### Exercise description:
Your task is to find every line in the records that holds the string "hair" and copy it.

[Natural language region descriptions]
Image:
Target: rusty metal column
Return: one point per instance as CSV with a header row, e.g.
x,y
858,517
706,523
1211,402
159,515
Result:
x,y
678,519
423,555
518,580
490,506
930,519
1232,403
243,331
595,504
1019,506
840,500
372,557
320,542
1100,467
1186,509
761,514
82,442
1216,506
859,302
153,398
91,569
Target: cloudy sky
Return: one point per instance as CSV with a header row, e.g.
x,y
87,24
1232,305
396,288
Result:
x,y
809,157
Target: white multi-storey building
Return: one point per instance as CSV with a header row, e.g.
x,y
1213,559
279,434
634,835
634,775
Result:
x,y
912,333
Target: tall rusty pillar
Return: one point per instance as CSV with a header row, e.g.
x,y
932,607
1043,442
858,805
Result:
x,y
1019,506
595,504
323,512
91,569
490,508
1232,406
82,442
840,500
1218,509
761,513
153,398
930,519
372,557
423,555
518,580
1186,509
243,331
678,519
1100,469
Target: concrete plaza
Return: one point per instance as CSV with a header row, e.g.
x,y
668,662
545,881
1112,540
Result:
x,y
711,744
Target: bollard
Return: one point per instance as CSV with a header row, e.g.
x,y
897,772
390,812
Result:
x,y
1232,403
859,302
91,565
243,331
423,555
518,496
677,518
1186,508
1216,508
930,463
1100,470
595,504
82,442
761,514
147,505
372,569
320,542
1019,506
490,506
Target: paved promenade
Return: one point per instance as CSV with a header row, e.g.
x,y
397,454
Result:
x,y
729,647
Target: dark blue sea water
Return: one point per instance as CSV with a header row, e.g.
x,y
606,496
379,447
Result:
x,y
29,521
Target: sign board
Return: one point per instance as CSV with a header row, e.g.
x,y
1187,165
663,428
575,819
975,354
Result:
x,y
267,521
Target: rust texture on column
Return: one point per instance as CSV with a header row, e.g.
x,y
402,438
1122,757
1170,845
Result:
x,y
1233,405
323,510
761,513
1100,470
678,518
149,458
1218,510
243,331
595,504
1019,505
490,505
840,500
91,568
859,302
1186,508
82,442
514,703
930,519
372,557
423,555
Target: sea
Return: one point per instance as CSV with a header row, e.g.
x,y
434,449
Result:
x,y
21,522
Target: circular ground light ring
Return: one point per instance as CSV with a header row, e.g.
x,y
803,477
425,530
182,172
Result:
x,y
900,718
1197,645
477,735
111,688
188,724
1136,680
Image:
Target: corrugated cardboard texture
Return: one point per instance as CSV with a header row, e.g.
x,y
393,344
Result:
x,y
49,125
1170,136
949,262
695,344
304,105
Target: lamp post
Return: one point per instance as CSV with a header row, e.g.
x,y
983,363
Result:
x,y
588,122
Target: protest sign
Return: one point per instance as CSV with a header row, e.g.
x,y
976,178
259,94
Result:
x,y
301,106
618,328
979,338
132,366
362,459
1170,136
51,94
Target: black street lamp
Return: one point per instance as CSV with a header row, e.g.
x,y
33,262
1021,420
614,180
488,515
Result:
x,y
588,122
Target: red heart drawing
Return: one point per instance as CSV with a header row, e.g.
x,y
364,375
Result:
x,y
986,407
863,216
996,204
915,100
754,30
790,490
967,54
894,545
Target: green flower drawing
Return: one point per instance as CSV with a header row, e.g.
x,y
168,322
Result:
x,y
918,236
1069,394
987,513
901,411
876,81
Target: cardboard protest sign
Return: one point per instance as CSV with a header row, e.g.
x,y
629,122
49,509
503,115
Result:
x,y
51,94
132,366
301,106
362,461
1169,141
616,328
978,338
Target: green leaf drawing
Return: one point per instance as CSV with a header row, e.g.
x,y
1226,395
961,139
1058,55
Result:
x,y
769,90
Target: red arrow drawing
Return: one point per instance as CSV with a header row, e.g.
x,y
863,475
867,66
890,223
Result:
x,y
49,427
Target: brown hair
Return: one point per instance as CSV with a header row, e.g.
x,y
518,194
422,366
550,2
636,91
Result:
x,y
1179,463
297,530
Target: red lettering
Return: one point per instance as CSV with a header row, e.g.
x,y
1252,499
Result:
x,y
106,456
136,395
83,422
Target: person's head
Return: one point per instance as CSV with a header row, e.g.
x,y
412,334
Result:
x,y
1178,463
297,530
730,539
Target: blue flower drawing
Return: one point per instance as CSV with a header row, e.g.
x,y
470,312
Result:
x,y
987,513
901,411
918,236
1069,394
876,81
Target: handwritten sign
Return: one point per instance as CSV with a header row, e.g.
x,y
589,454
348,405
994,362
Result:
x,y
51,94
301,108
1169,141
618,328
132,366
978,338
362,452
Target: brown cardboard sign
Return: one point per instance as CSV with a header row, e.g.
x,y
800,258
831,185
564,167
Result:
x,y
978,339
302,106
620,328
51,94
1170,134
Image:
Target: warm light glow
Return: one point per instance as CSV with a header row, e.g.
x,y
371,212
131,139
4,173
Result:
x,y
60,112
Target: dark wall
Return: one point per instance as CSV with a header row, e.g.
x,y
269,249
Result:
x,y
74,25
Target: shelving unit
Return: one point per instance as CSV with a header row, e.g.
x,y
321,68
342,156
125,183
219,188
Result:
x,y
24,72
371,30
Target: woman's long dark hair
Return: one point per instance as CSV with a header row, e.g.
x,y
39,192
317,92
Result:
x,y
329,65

### Exercise answer:
Target: brown hair
Target: woman's long dark hair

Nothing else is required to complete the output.